> [GOAL 1] Can you copy the records below without changing anything, from the line containing "For this dataset, tag each instance of the white" through the line containing "[[85, 215]]", with both of those lines included?

RRD – Round Robin Database – is a very handy framework for saving server performance counters in a ring buffer.
We can say that if we would like to graph network performance, ntop does most of the hard work for us and all we have left to do is to graph the counters.
Among the counters ntop exposes there are:

  • Total bytes per interface
  • Total HTTP, DHCP, DNS, NetBIOS bytes per interface
  • Interface throughput
  • IGMP, ARP statistics

And speaking of graphing, we have Monitis, which can graph any counter we can think of. I have an idea – lets graph ntop data with Monitis!

Yet another foreword about M3

M3 easily parses output from anywhere around your system and uploads it to Monitis. Monitis is a very vast and comprehensive hosted monitoring platform and so is the API.
M3 offers you an easy way to integrate with the powerful Monitis, enabling you to easily compose tests which can be graphed in Monitis.
The READMEs of M3 have just been updated recently.
We’ll use M3 in order to load ntop’s data into Monitis.
Please check out Monitis-Linux-Scripts (which contains M3) at /usr/share/monitisexchange/Monitis-Linux-Scripts/M3:

 # mkdir -p /usr/share/monitisexchange && cd /usr/share/monitisexchange # git clone git://github.com/monitisexchange/Monitis-Linux-Scripts.git # cd Monitis-Linux-Scripts/M3 

Integrating with Monitis

Integration of ntop and Monitis is yet again too simple. Why? – because we can make use of M3.
For your inconvenience we’ve created a sample configuration file for the integration of ntop and Monitis.
In order to run ntop it is recommended to be root:

 # ntop -i wlan0 

Or:

 # ntop -i eth0 

The sample configuration would operate on wlan0, but you could easily change it to eth0 if need be.
What we are going to simply do is extract the last measurement counter from ntop’s RRD files, the time stamp of the check – and upload it to Monitis.
It’s all too easy with M3 and the configuration file is self explanatory.
If it isn’t, however, please let me know!
Invocation of M3 should be as follows:

 # cd /usr/share/monitisexchange && cd /usr/share/monitisexchange/Monitis-Linux-Scripts/M3 # ./AddMonitors.pl ntop/ntop.xml # ./TimerRun.pl ntop/ntop.xml 

Bandwidth monitoring in Monitis

The end result is pretty neat.
One of the monitors will show you how much HTTP out of your whole traffic is actually being used. Same can be easily done for DNS, DHCP, NetBIOS and more.
You could easily add some other counters which interest you. ntop is very powerful and as you’ve seen the integration is all too simple just as well.

> [GOAL 2] Would you repeat the ntop write-up above word for word, from "In order to run" to "is self explanatory."?

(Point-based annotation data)

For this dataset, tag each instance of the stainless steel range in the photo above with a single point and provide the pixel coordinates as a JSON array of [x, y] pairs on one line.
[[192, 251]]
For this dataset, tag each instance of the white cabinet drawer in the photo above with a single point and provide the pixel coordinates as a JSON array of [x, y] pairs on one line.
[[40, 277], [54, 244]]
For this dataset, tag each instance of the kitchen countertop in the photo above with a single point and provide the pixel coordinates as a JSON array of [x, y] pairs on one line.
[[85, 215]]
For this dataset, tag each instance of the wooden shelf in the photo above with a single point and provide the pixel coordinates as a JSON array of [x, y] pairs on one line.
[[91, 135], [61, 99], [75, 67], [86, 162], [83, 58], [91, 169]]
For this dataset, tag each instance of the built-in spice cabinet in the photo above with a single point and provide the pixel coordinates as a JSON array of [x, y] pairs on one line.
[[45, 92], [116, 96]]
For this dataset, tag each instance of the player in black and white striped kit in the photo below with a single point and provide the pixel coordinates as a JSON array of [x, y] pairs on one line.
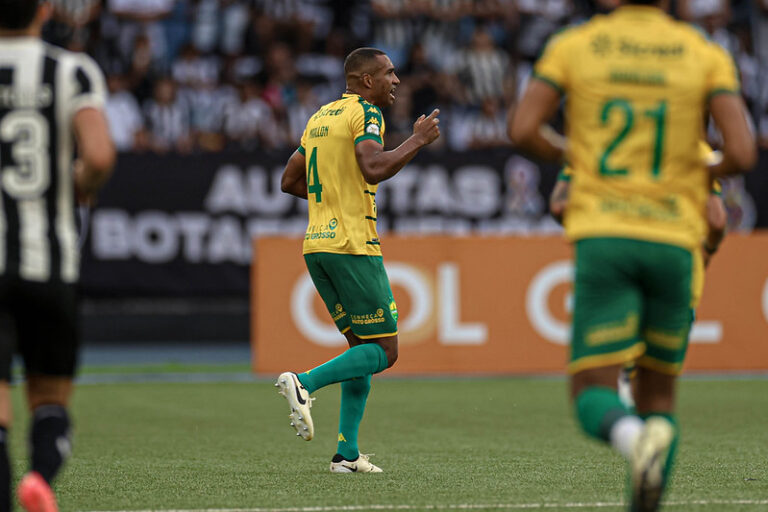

> [EXERCISE OUTPUT 1]
For this dataset, tag each instance of the white cabinet drawer in the photo above with a single point and provide the pixel coordinates as a JSON array of [x, y] pairs on one line.
[[40, 277], [54, 244]]
For this dataset, tag each instance of the kitchen countertop in the photo above with a single point and provide the pixel coordinates as a JSON array of [x, y] pairs on one line.
[[85, 215]]

> [EXERCISE OUTPUT 2]
In order to run ntop it is recommended to be root:

 # ntop -i wlan0 

Or:

 # ntop -i eth0 

The sample configuration would operate on wlan0, but you could easily change it to eth0 if need be.
What we are going to simply do is extract the last measurement counter from ntop’s RRD files, the time stamp of the check – and upload it to Monitis.
It’s all too easy with M3 and the configuration file is self explanatory.